### Direction
Extract every line of the records below that contains the word "suspension".

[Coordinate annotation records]
-- Begin --
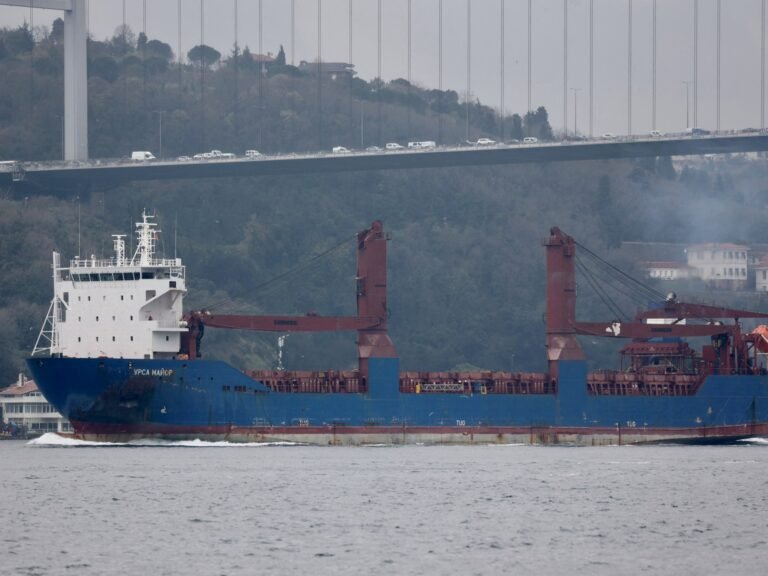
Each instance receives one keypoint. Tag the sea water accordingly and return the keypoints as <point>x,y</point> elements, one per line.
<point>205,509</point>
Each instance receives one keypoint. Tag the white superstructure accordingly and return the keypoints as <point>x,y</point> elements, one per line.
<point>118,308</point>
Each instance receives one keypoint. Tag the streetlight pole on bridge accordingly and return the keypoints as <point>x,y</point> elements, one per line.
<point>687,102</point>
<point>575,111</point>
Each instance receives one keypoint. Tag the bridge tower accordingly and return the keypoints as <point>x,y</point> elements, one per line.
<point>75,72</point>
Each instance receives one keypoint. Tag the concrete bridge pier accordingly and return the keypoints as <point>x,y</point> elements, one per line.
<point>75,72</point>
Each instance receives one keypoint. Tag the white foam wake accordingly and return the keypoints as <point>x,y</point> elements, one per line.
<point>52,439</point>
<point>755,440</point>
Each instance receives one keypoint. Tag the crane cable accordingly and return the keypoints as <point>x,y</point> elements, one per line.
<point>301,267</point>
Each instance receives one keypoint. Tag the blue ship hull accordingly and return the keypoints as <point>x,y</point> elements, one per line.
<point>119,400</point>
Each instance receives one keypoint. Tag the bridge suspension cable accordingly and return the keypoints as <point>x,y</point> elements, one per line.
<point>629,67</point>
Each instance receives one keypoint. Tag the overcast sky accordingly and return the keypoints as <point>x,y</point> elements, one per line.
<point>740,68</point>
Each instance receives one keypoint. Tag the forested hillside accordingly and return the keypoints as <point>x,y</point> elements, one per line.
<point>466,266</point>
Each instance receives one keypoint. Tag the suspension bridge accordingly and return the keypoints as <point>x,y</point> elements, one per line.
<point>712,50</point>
-- End --
-- Begin --
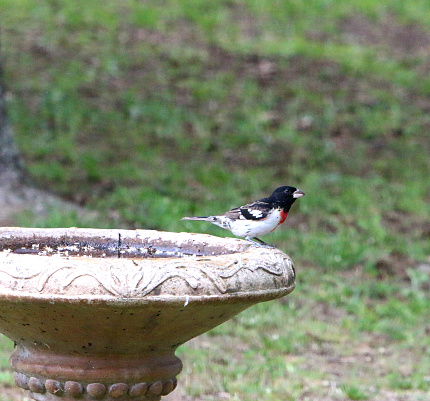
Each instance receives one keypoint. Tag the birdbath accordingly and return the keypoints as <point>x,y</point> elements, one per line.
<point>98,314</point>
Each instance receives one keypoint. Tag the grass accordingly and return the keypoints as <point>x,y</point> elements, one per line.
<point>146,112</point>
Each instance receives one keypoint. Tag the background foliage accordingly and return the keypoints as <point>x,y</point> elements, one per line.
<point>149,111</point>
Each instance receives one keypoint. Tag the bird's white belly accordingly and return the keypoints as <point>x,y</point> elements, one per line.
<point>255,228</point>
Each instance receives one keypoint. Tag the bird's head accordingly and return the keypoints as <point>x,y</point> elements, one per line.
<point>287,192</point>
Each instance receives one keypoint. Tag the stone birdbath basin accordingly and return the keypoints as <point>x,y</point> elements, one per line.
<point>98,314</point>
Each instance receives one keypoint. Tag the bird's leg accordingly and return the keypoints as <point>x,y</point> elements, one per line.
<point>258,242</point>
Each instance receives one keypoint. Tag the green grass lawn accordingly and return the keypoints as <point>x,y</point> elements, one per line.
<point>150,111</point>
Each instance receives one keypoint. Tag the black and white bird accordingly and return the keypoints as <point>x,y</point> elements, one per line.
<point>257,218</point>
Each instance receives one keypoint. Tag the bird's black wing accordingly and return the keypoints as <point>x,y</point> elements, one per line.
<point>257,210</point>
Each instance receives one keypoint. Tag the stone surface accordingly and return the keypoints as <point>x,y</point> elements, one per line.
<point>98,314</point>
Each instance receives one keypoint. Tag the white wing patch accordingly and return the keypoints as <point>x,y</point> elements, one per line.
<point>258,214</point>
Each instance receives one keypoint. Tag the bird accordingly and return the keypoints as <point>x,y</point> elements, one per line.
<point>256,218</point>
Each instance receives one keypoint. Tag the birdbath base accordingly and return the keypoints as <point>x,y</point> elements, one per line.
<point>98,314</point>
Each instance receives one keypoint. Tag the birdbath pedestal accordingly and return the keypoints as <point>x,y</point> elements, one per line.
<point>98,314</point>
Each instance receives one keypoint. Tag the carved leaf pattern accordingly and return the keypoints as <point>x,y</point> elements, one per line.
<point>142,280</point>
-- End --
-- Begin --
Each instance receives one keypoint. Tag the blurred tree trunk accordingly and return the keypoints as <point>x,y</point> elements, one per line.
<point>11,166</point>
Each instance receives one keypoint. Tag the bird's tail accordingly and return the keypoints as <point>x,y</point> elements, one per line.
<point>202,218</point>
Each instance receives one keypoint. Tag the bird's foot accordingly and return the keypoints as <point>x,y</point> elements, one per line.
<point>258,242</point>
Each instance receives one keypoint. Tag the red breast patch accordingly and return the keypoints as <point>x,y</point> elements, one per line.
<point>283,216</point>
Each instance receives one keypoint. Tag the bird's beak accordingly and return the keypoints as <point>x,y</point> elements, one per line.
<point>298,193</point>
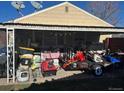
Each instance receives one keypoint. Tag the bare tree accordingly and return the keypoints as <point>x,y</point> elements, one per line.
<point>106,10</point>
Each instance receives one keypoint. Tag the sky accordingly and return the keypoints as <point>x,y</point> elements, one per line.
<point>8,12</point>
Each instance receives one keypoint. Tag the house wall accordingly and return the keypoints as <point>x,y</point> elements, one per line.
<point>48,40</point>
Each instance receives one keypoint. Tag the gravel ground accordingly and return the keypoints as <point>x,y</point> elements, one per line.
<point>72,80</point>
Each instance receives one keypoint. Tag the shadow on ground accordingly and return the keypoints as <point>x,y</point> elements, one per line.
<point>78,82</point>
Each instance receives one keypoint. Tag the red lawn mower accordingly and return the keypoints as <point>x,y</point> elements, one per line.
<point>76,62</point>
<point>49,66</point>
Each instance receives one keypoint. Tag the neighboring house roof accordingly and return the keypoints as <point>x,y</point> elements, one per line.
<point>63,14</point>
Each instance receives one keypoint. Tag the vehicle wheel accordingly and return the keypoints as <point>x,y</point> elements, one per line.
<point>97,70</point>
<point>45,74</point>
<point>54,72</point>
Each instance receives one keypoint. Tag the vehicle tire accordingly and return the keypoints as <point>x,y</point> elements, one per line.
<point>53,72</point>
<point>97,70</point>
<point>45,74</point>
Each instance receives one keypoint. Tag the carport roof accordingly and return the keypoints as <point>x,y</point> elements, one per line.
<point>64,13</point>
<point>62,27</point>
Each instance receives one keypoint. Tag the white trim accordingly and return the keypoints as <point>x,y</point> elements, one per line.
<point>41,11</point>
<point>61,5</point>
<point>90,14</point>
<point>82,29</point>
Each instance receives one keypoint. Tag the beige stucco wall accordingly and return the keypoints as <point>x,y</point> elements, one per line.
-- End --
### Reply
Each instance receives one keypoint. Tag the bridge suspension cable accordingly and return the keypoints as <point>x,y</point> elements, one per line.
Each instance receives one keypoint. Tag the suspension bridge accordingly and return the keypoints as <point>x,y</point> elements, one per line.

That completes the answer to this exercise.